REQUIRED ACTION -> Below are the records; give again exactly the lines that run from the one with "this form: (416,89)." through the last line.

-- PROVIDED ENTRIES follows --

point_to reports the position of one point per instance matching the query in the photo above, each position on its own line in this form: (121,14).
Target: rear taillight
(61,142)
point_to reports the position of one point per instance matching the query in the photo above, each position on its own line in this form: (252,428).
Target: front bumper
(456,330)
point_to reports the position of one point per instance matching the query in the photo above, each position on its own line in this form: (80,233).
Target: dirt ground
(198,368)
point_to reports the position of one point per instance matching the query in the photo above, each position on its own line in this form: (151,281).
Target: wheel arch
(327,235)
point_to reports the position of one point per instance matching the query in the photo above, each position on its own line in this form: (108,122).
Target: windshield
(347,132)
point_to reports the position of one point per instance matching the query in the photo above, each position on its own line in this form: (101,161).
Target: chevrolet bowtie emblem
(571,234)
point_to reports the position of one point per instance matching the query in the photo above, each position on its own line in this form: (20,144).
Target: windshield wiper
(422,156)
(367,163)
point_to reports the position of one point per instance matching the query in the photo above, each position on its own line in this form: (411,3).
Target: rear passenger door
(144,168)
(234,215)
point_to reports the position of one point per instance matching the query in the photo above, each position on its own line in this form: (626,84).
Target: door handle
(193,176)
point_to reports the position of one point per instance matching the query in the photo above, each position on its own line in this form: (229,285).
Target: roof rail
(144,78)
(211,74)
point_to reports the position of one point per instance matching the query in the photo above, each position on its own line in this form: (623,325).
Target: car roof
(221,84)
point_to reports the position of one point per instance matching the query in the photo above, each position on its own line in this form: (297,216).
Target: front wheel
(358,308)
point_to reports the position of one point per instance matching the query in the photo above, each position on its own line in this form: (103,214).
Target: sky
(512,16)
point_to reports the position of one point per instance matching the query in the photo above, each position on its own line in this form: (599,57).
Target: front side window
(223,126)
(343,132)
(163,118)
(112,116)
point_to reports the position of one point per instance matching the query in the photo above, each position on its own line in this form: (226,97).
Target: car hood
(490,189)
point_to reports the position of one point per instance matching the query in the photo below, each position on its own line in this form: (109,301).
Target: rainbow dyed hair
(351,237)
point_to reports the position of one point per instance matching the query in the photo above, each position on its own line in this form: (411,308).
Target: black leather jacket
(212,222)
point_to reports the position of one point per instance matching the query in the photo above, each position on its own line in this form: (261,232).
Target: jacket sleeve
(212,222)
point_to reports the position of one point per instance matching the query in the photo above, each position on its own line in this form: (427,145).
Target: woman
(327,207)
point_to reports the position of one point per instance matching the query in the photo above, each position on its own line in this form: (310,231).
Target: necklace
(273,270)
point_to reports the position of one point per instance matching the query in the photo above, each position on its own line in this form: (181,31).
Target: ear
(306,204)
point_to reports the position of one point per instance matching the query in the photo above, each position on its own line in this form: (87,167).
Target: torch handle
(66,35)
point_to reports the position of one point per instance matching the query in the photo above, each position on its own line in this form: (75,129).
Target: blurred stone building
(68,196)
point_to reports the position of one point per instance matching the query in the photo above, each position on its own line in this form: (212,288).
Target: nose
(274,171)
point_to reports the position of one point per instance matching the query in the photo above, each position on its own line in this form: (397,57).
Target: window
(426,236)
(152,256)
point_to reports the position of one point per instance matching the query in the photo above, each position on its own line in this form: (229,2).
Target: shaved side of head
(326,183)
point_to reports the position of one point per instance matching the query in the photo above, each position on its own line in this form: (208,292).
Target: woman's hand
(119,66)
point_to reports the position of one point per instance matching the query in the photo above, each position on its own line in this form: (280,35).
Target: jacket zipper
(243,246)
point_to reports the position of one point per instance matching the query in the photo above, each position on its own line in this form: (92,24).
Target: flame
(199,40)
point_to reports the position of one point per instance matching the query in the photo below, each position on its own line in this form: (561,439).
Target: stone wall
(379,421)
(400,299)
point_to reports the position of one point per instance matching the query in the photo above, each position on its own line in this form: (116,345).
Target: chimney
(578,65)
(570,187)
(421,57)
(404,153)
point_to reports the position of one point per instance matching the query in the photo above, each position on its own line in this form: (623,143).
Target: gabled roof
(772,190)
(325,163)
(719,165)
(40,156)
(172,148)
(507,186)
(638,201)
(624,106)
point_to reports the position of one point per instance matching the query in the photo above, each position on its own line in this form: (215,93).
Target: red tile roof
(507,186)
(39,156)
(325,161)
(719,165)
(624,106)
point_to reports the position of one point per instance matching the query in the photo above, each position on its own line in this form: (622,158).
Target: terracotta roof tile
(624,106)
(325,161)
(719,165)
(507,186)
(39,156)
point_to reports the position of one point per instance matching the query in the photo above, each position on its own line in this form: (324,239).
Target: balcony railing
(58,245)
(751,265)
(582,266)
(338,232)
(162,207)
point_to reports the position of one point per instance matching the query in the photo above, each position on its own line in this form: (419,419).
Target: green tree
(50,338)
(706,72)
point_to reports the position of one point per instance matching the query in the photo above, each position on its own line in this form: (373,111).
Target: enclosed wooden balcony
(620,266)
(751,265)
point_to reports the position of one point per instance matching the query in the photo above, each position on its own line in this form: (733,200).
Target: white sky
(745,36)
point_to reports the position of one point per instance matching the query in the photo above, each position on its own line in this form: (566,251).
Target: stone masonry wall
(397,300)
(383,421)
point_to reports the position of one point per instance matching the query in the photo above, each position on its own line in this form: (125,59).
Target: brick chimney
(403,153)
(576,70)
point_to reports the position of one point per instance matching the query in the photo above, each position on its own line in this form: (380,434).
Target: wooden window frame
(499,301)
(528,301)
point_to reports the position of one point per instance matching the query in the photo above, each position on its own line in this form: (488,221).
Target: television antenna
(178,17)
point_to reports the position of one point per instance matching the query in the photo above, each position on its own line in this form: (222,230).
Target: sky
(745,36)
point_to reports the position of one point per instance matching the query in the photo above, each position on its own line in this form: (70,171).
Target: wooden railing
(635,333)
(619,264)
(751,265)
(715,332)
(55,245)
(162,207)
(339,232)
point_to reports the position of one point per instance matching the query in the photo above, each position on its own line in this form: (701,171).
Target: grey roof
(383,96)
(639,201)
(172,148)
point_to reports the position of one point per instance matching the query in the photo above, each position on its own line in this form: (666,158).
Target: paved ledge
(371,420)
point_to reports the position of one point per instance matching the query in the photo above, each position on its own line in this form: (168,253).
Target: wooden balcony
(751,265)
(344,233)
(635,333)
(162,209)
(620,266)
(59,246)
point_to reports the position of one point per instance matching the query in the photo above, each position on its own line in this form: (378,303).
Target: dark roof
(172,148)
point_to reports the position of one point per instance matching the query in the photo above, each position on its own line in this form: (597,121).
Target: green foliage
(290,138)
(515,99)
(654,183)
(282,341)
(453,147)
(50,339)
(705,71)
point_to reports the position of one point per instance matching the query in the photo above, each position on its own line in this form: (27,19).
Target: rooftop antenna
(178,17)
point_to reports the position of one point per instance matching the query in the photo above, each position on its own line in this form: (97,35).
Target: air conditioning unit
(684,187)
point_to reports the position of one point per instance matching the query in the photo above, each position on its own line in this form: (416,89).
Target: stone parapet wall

-- PROVIDED ENTRIES concluded --

EXERCISE RESPONSE ->
point_to reports the position of one point per instance matching the query in the photo above, each position on its own line in this form: (416,89).
Target: stone parapet wall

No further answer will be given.